┌──
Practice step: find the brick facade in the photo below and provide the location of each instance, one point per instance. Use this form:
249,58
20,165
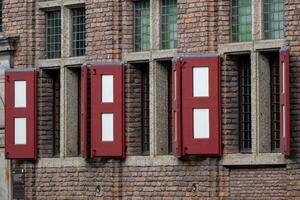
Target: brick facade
202,26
└──
◆ WORK TO COMPLETE ◆
Write out the data above word for word, leaving out the pictures.

◆ OUTPUT FOR THIS EXERCISE ◆
Practice step: find the brick facade in the photo below and provide the location of each instance, one point per instance. Use this form:
249,58
20,165
Target: brick facade
202,26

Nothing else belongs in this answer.